- [Assigned task] Count how many lines of the data include the string "below", then say that number and stop.

- [Data provided]
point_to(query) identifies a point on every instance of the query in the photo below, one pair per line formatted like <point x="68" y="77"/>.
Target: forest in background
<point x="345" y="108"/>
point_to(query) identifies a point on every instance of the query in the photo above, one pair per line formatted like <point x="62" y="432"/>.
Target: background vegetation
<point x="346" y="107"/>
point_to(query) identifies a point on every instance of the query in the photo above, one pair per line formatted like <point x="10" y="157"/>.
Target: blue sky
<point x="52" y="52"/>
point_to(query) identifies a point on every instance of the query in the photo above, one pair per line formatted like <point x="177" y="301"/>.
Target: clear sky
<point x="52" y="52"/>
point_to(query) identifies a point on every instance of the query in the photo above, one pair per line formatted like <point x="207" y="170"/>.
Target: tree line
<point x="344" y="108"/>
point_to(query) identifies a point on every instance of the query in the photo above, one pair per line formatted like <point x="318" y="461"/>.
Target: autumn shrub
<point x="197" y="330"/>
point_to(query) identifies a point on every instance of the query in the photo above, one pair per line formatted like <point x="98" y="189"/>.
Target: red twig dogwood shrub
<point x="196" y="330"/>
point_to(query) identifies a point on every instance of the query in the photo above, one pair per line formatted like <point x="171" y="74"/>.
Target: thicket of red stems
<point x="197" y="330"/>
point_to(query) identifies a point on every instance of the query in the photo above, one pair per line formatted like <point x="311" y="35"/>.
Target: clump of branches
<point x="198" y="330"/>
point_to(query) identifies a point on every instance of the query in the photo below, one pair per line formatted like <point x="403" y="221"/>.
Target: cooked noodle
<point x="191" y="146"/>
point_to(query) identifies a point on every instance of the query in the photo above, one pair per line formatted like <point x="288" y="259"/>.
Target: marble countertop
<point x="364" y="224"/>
==
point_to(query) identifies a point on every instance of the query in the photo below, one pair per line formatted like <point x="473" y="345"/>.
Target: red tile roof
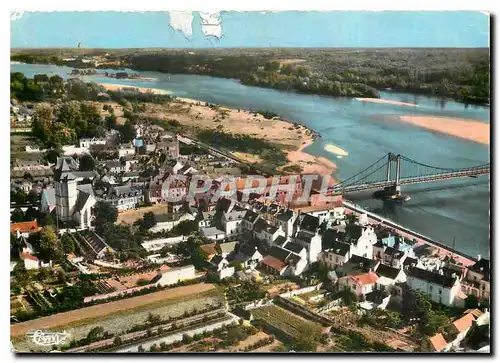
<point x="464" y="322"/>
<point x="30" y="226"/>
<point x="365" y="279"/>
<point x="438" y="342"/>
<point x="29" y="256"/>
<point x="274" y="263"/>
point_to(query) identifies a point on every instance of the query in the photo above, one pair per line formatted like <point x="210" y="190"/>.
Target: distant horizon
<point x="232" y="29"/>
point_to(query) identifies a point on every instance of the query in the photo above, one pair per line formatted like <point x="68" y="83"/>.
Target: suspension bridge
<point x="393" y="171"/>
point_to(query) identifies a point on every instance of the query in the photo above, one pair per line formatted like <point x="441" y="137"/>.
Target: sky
--
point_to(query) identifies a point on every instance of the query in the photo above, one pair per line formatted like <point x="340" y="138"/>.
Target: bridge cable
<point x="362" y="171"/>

- [Finished exercise] 3